==== The data ====

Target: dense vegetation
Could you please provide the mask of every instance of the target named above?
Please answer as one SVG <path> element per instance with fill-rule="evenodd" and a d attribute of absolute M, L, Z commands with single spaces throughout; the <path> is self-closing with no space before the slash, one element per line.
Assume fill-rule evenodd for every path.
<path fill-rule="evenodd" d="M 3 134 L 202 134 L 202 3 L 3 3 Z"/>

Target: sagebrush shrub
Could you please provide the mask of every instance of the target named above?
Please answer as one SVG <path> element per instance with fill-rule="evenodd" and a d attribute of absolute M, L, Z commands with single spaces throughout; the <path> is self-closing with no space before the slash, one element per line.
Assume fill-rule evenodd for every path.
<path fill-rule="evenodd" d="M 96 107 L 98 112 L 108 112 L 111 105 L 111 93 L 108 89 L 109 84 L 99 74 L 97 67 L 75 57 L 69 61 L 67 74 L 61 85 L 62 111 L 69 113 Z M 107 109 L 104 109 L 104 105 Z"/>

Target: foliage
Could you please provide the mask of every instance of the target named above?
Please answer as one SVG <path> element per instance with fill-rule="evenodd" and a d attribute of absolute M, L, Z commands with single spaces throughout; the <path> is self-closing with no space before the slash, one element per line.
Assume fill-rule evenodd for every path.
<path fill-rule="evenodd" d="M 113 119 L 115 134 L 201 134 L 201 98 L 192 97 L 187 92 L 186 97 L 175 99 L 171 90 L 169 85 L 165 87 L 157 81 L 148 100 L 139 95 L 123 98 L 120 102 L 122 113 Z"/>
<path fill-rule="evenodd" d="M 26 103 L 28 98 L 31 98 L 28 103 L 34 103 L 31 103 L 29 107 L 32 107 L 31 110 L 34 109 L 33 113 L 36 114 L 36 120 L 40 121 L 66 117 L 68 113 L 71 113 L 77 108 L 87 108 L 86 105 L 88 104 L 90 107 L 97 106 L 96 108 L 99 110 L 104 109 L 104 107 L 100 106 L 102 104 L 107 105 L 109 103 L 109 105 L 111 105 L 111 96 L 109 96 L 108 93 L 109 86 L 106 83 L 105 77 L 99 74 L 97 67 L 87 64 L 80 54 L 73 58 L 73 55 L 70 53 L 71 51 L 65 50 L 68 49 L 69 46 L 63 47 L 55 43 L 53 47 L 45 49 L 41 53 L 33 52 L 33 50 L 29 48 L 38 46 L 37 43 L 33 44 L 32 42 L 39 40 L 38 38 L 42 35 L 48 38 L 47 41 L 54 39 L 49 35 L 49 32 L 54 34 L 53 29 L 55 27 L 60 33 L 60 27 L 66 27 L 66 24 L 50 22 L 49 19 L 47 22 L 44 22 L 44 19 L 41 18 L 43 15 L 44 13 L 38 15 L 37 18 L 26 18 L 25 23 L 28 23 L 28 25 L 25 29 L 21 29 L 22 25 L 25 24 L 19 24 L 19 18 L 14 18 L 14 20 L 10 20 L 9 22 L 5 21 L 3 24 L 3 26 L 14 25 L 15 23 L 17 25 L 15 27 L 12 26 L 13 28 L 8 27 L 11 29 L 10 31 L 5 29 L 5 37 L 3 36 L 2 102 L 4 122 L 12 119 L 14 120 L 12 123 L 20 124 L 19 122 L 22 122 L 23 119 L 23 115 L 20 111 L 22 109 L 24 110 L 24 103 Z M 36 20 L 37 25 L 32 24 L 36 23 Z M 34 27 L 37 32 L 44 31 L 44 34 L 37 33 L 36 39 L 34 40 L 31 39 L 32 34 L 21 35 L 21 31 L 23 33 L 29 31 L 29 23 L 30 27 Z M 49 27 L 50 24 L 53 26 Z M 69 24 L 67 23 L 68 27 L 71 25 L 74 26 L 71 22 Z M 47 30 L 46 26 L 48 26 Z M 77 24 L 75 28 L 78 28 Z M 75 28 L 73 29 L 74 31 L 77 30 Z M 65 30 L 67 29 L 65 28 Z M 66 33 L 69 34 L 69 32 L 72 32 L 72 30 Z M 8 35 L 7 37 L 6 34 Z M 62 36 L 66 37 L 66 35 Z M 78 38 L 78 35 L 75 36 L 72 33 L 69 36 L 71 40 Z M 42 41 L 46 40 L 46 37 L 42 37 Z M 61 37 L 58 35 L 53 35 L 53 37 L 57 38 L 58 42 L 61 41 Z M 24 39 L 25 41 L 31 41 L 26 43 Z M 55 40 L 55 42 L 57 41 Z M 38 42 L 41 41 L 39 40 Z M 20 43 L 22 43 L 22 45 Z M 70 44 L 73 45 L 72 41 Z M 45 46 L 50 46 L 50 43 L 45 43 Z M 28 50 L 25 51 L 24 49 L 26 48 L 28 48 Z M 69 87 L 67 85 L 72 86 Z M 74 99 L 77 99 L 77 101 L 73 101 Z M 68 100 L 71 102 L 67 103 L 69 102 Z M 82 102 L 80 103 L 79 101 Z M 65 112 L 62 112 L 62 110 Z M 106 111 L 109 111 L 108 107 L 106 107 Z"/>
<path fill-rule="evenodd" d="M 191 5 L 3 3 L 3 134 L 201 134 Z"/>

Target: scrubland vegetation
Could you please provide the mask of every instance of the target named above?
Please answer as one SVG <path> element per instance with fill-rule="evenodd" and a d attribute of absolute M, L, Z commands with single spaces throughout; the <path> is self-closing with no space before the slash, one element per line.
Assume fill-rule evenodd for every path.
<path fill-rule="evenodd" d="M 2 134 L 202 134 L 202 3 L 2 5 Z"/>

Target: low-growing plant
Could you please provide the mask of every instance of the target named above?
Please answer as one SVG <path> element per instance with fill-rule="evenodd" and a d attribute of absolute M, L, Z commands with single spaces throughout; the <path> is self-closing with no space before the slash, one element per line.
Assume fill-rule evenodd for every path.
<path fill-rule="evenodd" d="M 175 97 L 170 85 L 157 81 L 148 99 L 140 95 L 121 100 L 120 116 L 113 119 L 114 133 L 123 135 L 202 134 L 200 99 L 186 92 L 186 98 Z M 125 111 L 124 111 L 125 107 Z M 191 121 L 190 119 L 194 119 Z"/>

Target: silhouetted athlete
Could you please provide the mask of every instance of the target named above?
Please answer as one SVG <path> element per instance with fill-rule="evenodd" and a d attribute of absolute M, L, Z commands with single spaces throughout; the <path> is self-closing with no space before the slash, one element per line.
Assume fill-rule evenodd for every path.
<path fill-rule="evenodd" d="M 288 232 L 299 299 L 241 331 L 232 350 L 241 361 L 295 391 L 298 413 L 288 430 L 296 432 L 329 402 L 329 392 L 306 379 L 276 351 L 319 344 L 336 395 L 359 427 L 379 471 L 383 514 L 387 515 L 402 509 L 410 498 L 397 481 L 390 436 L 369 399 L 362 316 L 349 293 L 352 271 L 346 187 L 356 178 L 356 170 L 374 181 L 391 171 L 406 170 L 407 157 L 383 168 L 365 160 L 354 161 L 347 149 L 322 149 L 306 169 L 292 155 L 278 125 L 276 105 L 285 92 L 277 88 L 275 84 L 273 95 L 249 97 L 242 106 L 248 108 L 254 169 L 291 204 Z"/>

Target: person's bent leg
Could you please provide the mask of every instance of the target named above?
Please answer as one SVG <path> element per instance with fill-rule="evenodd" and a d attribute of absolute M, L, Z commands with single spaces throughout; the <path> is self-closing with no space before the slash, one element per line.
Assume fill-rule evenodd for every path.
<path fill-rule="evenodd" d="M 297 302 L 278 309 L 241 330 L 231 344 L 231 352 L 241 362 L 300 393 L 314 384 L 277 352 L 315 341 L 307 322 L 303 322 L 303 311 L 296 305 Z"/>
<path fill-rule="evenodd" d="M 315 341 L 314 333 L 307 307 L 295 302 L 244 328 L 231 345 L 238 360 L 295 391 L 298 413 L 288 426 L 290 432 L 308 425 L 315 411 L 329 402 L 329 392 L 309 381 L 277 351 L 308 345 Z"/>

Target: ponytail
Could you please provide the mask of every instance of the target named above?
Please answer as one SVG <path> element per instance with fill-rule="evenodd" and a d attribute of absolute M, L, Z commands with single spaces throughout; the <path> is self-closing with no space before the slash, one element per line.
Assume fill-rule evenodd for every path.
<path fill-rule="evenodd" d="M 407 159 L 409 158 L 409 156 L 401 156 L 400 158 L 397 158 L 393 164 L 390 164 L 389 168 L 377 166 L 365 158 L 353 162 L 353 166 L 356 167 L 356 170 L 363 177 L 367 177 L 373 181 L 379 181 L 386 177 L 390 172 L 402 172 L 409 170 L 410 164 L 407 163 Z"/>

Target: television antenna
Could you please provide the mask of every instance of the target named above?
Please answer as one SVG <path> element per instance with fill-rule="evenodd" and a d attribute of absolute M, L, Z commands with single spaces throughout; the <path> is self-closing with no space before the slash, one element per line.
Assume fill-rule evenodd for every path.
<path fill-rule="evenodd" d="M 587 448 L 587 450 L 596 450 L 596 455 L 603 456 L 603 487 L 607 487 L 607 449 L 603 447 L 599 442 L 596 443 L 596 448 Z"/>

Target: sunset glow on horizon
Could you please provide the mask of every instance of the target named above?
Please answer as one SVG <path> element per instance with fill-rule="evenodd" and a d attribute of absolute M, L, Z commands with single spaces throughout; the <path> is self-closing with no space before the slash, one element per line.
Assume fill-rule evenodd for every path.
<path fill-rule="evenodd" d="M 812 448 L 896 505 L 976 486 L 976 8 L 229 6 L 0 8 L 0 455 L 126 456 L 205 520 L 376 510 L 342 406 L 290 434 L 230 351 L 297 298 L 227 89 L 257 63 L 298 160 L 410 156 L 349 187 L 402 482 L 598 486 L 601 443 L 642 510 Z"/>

====

Work task: Take each line above that holds the string "vegetation" and copy it.

Output for this task:
Target: dense vegetation
Target: scrubland vegetation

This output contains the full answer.